[[ INFORMATION GIVEN, beginning ]]
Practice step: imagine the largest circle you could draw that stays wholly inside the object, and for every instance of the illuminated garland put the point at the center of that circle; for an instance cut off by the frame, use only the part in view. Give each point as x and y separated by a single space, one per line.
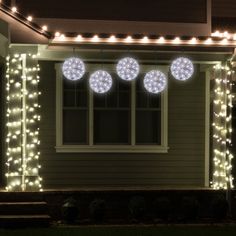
22 123
222 128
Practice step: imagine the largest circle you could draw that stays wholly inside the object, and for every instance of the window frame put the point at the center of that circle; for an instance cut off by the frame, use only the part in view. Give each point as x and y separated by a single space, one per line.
91 148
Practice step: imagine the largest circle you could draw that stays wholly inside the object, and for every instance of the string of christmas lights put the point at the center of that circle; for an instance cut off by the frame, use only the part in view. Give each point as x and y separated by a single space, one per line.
222 127
22 123
217 38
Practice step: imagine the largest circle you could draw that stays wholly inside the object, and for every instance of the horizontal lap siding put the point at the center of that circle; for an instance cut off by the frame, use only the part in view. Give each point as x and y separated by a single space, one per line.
182 166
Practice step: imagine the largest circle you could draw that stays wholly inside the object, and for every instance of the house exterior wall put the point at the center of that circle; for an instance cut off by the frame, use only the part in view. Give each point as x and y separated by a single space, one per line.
182 166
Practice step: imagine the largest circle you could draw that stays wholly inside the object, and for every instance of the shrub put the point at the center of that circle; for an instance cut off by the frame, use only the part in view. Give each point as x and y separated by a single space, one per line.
162 208
97 209
219 208
137 207
189 208
70 210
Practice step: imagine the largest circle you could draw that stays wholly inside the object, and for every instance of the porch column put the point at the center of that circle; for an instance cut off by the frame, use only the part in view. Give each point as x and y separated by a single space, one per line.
23 118
222 129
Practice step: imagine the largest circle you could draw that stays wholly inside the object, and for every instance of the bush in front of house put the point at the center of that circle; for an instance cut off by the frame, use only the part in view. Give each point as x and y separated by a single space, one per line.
70 210
137 208
162 208
219 208
189 208
97 210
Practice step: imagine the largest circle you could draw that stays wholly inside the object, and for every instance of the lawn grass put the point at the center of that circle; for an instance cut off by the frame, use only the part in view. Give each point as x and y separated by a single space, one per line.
125 231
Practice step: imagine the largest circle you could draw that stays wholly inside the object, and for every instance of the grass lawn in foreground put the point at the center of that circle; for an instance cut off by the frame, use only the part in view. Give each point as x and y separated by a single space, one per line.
125 231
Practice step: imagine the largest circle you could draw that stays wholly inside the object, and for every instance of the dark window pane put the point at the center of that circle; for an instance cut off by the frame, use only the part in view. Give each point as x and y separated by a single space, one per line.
124 99
75 127
111 127
154 100
68 84
141 99
112 100
99 100
69 99
148 127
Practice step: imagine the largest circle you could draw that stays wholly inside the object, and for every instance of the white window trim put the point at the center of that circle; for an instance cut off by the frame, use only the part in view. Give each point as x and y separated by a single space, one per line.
90 148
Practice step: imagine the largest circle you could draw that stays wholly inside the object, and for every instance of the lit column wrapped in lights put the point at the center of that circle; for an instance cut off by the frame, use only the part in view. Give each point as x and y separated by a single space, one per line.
222 128
22 123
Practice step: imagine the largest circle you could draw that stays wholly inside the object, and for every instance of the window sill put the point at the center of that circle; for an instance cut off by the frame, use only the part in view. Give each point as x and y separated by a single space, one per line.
111 149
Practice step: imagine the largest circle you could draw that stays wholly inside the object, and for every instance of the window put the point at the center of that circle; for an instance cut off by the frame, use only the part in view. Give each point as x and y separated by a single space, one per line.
126 119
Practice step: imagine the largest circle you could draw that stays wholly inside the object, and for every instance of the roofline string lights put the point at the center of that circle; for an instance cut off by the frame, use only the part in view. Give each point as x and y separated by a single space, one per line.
26 20
128 70
217 38
23 117
222 127
145 40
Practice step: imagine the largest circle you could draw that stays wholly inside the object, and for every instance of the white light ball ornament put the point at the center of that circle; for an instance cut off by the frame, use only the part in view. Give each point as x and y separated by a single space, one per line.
127 68
73 68
182 68
100 81
155 81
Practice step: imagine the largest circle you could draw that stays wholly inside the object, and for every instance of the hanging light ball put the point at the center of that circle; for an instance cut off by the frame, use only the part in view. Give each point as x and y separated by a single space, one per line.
73 68
100 81
182 68
155 81
127 68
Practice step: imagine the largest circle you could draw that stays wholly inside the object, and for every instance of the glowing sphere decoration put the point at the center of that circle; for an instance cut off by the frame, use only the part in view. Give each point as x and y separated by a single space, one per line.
100 81
155 81
127 68
73 68
182 68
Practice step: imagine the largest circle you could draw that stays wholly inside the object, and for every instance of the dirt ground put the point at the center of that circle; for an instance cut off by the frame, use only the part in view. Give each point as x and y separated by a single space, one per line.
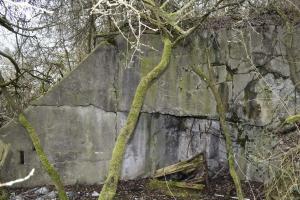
221 188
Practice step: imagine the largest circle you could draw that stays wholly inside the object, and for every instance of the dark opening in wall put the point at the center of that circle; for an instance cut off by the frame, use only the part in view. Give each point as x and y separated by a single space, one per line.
22 157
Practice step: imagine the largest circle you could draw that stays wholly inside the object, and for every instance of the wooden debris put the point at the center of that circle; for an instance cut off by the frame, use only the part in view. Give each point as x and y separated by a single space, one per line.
181 179
193 170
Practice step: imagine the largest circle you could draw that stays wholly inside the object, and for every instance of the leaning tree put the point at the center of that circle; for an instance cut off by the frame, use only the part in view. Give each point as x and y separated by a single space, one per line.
173 21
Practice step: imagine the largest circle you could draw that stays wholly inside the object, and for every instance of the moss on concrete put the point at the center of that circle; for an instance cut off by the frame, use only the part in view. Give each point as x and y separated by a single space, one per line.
43 158
110 186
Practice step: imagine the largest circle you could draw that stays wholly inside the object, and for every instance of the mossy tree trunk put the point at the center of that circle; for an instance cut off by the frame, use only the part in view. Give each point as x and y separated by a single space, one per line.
36 143
211 82
110 186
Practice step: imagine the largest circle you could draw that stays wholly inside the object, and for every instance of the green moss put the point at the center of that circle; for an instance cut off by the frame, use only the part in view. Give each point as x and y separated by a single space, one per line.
110 186
43 158
211 82
292 119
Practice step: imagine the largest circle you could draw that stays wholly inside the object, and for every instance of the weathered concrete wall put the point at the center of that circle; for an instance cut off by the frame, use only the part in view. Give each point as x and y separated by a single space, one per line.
78 119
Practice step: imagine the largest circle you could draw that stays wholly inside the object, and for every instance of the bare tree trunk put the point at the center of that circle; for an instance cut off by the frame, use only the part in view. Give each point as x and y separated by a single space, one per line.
211 82
37 144
110 185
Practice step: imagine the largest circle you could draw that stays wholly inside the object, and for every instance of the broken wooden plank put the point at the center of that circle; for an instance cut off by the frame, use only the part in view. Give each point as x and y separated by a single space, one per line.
186 167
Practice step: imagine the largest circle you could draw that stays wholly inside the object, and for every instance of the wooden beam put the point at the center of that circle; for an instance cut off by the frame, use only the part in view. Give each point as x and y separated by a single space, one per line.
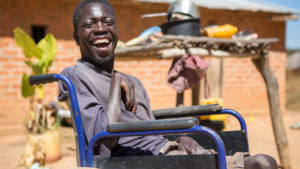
263 66
195 39
281 18
177 52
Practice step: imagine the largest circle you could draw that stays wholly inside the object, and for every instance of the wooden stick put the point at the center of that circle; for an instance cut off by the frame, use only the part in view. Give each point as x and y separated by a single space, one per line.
177 52
263 66
194 39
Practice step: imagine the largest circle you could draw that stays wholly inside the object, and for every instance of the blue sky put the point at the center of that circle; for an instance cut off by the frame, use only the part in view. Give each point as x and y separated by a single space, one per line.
293 27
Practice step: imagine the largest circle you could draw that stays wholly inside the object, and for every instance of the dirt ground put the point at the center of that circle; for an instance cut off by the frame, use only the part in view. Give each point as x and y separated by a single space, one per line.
261 139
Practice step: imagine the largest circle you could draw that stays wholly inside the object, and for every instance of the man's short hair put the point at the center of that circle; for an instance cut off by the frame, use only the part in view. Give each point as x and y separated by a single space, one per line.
81 5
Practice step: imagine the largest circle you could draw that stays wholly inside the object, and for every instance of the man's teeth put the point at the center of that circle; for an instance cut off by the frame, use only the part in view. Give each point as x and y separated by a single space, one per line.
100 41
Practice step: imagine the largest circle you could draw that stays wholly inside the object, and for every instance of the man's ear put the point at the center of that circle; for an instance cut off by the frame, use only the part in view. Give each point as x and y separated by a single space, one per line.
76 38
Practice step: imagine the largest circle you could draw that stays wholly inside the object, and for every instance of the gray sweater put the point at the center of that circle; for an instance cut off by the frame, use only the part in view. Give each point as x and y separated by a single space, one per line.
92 87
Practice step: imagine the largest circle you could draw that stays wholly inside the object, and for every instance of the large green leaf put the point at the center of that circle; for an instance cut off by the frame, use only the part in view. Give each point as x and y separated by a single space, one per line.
48 47
27 90
28 45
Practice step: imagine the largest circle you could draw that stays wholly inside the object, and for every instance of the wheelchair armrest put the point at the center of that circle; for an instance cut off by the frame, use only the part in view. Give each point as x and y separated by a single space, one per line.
186 111
151 125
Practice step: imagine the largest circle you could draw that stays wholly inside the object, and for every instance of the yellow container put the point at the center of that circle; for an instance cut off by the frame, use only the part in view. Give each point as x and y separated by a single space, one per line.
219 101
223 31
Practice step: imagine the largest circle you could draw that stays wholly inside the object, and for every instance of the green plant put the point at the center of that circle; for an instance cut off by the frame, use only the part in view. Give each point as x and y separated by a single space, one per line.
39 57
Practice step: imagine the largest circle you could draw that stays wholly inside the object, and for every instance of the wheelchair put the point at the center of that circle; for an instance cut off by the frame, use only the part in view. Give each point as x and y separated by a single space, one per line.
171 123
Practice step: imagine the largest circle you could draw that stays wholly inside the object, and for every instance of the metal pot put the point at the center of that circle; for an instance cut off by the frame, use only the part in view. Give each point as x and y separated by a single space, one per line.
182 27
185 7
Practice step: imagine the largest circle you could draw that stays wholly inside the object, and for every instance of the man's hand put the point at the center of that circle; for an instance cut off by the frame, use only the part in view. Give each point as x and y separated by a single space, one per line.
127 93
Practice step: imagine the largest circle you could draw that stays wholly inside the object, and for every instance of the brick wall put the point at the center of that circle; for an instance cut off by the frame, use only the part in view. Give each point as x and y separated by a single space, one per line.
244 89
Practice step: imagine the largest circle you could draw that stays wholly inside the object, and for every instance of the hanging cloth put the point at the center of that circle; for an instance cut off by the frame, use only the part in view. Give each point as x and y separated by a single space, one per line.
186 72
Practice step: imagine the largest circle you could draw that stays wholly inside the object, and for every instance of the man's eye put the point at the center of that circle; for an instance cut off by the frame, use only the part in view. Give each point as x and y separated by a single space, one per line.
88 25
109 22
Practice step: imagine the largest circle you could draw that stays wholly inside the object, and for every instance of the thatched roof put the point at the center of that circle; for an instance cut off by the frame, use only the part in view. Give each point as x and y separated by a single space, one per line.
247 5
293 61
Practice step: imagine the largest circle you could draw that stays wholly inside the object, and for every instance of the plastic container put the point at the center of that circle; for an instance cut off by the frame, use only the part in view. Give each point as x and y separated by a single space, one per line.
223 31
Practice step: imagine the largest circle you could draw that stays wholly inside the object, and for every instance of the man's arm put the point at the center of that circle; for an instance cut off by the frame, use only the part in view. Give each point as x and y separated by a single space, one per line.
120 85
113 107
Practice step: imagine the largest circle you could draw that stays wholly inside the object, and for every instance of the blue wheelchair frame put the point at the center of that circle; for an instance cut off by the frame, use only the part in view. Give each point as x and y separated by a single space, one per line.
85 151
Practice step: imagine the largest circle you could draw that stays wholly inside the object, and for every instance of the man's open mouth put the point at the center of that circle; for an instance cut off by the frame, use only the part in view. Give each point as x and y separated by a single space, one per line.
101 43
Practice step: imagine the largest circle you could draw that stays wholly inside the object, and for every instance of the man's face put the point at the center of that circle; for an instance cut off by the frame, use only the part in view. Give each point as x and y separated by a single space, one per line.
97 33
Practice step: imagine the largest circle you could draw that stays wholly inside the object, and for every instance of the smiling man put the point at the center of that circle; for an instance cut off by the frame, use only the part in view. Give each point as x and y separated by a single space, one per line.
99 88
95 31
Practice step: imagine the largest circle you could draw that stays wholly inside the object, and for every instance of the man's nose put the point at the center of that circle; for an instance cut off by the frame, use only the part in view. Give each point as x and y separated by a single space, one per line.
100 28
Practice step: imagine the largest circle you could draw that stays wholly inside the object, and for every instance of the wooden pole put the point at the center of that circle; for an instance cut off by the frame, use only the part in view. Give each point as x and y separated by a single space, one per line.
263 66
179 99
196 95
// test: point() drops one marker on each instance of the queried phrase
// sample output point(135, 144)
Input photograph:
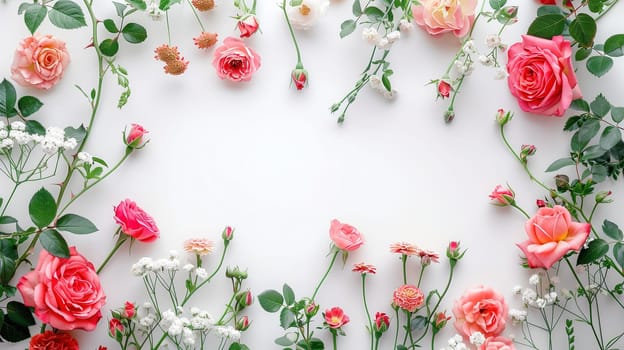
[[ INFORMATION GIVEN, end ]]
WHAT IS EXPECTED: Reproduce exactly the lines from the one with "the queried phrase" to the bottom of the listing, both ends included, and nothing else. Skip the pictures.

OUTPUT FOR THIS EXERCISE:
// test: point() drops one marker on each instance of the queried phrase
// sample output point(135, 144)
Input photograph:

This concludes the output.